→ Problem to solve: Return, unchanged, the part of the data below that opens with the line containing "of the foam" and closes with the line containing "165), (293, 165)]", including both of those lines and nothing else.

####

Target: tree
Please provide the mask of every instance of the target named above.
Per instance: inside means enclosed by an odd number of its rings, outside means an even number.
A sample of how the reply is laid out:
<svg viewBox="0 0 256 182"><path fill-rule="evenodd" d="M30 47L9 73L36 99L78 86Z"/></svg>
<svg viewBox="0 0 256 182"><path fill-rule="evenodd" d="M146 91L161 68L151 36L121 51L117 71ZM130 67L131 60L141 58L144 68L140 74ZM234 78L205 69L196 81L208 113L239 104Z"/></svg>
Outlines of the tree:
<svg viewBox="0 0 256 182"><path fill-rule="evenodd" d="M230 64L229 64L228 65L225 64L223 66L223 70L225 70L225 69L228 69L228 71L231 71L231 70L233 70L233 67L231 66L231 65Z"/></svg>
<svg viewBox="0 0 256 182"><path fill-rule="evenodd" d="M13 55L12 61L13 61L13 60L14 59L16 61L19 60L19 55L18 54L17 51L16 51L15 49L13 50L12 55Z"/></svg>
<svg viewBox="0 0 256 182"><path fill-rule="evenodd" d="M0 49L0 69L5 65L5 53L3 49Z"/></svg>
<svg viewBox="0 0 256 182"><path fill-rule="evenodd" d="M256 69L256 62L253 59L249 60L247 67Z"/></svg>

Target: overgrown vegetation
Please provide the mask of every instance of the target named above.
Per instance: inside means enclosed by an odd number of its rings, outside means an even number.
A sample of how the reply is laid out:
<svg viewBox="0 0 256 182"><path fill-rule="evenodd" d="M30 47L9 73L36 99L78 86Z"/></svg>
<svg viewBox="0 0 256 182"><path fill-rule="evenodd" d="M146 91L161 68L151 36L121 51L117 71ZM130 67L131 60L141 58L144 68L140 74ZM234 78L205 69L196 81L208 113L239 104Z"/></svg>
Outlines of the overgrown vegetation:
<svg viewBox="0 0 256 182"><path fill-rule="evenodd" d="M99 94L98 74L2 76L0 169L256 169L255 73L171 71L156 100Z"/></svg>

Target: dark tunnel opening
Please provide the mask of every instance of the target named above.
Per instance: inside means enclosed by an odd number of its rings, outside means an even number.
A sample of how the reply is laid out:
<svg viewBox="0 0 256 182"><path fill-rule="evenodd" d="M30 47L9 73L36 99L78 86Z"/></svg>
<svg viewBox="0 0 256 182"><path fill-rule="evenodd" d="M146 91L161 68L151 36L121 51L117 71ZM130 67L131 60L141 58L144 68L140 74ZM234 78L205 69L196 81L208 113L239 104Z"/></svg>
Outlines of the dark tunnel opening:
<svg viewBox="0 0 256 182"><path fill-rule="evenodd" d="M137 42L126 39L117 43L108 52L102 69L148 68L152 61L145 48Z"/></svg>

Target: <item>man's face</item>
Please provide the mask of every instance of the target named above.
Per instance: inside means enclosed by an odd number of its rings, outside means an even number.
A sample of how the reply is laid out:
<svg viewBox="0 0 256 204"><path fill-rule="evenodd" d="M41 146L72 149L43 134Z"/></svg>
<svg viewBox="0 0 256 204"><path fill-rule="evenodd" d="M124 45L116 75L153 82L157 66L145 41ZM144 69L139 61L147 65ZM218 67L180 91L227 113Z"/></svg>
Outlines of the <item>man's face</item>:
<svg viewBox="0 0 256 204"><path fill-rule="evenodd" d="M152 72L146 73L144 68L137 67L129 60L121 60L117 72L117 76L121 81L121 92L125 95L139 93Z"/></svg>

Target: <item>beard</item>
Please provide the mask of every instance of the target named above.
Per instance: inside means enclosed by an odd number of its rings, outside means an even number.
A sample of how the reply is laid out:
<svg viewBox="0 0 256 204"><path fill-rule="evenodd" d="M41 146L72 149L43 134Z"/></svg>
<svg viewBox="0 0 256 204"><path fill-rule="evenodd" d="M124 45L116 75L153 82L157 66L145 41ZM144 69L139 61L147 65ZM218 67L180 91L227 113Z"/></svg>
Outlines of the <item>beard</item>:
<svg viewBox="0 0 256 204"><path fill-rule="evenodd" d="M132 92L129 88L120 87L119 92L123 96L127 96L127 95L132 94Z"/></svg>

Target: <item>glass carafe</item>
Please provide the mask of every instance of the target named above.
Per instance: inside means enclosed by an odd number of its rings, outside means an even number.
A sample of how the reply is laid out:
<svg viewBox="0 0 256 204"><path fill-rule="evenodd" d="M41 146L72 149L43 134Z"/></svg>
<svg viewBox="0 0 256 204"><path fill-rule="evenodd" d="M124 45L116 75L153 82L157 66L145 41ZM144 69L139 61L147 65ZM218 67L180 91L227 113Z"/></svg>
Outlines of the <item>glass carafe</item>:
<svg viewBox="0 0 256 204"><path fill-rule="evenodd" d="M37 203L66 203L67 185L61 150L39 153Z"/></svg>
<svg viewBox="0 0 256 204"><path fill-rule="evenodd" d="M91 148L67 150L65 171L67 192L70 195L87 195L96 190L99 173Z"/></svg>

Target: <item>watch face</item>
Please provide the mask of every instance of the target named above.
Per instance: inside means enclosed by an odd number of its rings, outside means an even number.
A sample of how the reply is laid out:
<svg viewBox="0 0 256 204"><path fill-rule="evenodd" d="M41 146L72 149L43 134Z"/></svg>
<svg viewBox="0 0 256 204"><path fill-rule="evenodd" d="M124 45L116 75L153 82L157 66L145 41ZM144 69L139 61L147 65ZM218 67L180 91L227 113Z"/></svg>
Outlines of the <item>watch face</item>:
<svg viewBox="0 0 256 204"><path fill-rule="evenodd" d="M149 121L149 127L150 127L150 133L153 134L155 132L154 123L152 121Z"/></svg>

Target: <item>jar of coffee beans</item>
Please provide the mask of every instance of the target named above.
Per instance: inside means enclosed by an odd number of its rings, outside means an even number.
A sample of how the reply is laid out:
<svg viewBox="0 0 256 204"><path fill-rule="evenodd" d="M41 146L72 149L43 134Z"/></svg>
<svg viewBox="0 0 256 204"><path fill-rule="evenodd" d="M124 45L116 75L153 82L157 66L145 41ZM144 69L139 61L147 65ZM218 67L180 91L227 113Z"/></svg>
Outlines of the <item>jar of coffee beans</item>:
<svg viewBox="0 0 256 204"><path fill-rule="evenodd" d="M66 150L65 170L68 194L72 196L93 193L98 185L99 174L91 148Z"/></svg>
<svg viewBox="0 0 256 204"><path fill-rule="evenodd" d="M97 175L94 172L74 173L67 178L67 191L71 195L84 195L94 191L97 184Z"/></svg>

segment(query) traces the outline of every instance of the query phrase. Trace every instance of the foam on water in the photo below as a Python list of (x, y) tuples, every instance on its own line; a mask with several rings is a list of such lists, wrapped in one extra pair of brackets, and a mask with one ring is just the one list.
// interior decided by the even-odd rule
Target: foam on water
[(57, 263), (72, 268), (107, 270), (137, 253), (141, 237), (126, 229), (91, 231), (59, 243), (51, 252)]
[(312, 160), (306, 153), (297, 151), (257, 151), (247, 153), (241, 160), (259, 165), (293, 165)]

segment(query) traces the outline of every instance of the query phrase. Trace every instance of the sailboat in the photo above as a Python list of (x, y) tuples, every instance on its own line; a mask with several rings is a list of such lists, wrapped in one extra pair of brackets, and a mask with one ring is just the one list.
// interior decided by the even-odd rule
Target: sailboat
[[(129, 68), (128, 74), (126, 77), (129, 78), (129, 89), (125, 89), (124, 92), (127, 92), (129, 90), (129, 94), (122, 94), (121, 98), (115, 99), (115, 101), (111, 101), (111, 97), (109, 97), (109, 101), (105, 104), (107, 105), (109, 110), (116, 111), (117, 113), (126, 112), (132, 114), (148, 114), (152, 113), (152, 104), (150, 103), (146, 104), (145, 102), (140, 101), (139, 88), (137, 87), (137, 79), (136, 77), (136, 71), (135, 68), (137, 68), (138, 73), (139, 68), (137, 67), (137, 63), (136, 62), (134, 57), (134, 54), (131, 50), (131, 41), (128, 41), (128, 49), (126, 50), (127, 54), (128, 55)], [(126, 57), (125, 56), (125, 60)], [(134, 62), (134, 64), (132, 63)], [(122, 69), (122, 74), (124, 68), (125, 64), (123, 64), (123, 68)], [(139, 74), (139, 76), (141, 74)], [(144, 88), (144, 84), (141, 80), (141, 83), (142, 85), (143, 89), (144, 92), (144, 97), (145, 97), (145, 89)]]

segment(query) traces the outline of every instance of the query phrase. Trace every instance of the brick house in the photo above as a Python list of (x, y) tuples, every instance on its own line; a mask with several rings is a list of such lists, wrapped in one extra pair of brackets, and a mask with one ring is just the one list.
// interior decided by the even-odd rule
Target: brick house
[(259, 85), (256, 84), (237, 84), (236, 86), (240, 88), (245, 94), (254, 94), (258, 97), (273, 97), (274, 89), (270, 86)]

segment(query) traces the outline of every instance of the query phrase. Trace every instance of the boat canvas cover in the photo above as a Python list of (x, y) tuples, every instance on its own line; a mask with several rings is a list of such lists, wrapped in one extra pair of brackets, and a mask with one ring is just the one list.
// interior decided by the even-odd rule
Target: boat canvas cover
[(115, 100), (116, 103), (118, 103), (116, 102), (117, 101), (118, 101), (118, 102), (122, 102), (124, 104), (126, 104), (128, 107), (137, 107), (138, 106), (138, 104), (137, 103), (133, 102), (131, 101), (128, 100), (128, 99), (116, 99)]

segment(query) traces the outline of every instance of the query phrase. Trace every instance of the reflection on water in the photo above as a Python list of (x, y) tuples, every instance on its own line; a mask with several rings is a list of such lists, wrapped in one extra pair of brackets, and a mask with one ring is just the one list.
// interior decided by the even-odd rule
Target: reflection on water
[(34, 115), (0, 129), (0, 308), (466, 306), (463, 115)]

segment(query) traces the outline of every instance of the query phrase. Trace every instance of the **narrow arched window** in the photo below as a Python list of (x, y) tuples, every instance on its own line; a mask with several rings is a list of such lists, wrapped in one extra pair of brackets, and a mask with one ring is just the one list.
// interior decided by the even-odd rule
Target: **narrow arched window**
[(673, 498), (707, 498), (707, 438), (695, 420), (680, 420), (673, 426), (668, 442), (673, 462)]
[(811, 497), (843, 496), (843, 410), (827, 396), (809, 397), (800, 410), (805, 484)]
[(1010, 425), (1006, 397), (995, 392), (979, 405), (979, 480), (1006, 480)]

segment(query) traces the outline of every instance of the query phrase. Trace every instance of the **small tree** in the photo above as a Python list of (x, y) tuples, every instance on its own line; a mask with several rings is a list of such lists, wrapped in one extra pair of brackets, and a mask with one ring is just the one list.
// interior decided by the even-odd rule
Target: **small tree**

####

→ Complete response:
segment(query) traces the outline of every instance of the query phrase. Trace every instance of the foam on water in the photo below as a Python list of (x, y) tuples, every instance on its own line; a mask with several rings is a list of such lists, wrapped in one extra pair of brackets, and a mask with one ring is just the one list.
// interior decided by the even-odd rule
Target: foam on water
[(57, 263), (72, 268), (107, 270), (137, 253), (141, 237), (126, 229), (91, 231), (59, 243), (51, 252)]
[(312, 160), (306, 153), (297, 151), (257, 151), (247, 153), (241, 160), (259, 165), (293, 165)]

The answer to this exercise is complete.